BEGIN Text block

The lament is still valid, nkuk, for service provided today is but a sad shadow of its phormer self, and let's not get started on the non state of political comment during the fact.
Anyone would think there was an active conspiracy to mislead and/or hide the real state of affairs from that and those who would tuning in to turn on.
Anyone would think there was an active conspiracy to mislead and/or hide the real state of affairs
Whatever you do, don't listen to French radio news then. Anything which might show France in a bad light never gets a mention. It's worse than US TV.
"The BBCs article on the subject does have a comments section"
Whatever you do don't go there! It's filled with brexit remainers of the far right and left persuasions and is generally devoid of all intelligent life.
The BBCs article on the subject does have a comments section:
The BBC have done several articles on the subject; not all have comments sections:
Jan 3: Major flaw in millions of Intel chips revealed - No comments section
Jan 4: Rush to fix 'serious' computer chip flaws - Has comments section
Jan 4: Intel, ARM and AMD chip scare: What you need to know - No comments section
Jan 4 - 4 hours ago: Meltdown and Spectre: How chip hacks work - No comments section
I think you will find that the majority of articles on the BBC don't have comments sections.

END Text block
BEGIN Dataset content

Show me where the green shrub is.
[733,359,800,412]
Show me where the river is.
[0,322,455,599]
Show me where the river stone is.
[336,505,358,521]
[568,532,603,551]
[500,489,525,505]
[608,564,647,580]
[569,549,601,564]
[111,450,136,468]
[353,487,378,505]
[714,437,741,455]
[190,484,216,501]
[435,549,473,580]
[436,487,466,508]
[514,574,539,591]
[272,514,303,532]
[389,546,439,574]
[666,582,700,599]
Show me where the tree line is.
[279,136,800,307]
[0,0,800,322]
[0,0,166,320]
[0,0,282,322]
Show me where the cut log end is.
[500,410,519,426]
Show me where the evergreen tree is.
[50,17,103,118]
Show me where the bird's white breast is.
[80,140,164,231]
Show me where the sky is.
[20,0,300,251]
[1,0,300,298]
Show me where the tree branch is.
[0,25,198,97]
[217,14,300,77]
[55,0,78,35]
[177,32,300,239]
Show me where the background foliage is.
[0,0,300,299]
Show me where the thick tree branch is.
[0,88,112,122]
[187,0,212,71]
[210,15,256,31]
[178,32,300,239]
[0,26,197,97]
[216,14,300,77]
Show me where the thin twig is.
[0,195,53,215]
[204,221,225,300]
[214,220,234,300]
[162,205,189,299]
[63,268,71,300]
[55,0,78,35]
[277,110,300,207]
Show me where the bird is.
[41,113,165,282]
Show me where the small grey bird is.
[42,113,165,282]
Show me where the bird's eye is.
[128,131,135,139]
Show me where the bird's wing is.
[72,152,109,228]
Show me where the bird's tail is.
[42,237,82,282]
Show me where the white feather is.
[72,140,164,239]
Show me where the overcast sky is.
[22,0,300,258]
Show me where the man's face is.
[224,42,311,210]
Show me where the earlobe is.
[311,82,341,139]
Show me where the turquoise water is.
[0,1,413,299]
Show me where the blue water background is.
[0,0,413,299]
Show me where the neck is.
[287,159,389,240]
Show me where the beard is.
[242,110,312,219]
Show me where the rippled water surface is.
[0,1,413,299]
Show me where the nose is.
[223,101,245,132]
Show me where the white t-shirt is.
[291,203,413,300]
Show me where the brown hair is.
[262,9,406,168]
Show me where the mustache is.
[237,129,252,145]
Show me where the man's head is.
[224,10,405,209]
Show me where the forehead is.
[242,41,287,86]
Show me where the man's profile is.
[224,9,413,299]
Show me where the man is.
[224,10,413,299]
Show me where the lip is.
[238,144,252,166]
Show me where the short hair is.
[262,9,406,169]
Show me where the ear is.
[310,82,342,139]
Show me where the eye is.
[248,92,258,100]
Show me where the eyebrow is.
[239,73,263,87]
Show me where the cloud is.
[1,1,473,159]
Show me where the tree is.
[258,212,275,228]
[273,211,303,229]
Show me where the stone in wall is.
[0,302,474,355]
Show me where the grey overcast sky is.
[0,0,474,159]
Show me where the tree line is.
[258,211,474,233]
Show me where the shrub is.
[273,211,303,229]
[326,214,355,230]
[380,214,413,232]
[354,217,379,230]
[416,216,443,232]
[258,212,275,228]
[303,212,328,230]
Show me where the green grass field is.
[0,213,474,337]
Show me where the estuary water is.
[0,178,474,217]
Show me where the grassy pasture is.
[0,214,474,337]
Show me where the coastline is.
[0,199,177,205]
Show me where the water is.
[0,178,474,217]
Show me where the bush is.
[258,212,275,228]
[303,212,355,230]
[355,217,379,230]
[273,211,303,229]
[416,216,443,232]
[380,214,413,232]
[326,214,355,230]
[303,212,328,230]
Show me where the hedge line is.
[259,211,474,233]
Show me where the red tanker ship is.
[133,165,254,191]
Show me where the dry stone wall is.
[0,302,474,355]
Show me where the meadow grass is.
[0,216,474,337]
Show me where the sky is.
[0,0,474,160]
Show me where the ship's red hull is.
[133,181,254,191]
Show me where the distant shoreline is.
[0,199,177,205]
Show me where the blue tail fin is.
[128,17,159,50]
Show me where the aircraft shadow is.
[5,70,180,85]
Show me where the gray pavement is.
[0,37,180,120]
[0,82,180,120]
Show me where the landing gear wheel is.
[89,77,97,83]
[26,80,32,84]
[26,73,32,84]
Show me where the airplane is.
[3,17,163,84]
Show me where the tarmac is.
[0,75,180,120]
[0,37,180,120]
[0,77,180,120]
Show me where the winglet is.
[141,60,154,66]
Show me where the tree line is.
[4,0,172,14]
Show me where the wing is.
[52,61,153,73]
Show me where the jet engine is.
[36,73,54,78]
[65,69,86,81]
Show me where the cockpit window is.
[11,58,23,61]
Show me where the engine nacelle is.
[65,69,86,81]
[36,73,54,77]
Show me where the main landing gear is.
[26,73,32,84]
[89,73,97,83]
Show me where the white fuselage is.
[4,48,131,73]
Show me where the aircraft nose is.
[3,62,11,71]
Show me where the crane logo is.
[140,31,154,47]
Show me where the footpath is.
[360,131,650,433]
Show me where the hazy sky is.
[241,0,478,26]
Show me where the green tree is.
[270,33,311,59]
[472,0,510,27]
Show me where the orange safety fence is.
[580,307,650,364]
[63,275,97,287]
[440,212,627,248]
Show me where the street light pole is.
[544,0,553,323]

END Dataset content

What the exercise asks:
From the comment thread about BBC news coverage, return the passage word for word, starting with "Whatever you do don't" and going on through "all intelligent life.".

Exercise result:
Whatever you do don't go there! It's filled with brexit remainers of the far right and left persuasions and is generally devoid of all intelligent life.